Task statement. Could you reproduce the items below word for word, starting at their very first line and ending at the line containing "[383,111,680,334]"?
━━ Dataset records ━━
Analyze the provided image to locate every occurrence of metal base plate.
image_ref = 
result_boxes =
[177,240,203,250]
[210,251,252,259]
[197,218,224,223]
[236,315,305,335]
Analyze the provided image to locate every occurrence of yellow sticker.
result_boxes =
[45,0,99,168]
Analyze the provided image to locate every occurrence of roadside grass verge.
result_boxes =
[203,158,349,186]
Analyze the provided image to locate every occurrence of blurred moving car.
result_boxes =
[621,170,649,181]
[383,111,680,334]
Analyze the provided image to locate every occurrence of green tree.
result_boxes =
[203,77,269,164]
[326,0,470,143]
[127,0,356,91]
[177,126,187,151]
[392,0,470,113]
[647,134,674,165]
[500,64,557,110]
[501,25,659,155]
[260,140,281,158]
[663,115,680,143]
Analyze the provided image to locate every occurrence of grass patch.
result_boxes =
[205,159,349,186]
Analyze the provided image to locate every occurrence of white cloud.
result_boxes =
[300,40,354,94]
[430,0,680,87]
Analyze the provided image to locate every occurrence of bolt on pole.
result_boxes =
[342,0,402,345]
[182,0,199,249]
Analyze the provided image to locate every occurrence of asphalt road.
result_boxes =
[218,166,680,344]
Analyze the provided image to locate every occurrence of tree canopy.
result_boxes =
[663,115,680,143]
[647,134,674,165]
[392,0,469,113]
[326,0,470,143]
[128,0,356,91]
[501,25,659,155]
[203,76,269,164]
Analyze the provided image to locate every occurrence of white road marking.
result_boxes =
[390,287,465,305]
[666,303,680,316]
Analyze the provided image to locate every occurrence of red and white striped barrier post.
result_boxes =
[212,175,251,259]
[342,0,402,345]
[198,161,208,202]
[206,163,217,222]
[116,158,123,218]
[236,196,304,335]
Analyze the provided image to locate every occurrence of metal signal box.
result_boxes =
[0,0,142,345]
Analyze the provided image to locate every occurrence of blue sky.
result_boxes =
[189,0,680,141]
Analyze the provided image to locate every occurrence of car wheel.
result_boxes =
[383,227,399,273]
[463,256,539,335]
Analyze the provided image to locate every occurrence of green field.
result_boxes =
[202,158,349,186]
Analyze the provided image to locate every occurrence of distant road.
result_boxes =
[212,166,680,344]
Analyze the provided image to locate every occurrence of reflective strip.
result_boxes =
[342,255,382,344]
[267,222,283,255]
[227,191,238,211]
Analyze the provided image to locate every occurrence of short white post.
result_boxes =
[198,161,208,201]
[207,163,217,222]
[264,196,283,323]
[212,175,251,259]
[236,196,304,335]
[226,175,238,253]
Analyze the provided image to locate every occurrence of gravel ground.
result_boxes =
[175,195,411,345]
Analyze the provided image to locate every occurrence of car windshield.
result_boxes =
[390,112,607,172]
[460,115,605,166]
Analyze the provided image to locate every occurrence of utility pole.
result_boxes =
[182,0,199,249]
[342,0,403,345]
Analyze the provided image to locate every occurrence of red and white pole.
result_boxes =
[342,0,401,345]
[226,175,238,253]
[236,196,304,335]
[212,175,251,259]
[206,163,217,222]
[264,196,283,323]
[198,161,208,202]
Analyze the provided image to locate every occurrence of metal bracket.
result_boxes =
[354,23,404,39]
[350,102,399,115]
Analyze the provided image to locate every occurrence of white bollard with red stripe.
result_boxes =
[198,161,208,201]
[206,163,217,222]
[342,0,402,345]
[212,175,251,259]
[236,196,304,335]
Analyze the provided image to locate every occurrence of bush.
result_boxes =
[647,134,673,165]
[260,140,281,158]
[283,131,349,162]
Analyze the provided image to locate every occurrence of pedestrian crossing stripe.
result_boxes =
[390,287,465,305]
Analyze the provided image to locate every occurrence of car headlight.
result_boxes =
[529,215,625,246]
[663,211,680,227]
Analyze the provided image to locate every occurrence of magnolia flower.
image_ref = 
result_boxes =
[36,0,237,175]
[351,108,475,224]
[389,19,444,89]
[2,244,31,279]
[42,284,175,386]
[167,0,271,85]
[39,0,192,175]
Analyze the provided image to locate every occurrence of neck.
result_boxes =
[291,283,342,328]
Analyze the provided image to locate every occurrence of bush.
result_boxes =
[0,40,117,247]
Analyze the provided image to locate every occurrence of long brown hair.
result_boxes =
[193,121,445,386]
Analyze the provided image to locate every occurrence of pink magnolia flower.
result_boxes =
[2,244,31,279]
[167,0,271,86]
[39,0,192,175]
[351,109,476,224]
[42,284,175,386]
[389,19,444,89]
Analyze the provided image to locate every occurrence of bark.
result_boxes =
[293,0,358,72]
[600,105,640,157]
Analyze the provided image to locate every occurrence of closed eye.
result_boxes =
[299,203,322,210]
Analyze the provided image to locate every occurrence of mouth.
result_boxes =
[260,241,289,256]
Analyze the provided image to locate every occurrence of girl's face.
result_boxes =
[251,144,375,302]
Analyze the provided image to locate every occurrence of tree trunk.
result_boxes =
━━━
Answer to the problem.
Analyze the provided image to locate every occurrence of metal base plate.
image_ref = 
result_boxes =
[177,240,203,250]
[210,251,252,259]
[197,218,224,223]
[236,315,305,335]
Analyze the provided image to locate every occurrence of yellow sticker.
result_boxes =
[45,0,99,168]
Analyze the provided image to locate every occurrence of roadside grass verge.
result_boxes =
[203,158,349,186]
Analyze the provided image to locate every occurrence of blurred moving car.
result_boxes =
[621,170,649,181]
[383,111,680,334]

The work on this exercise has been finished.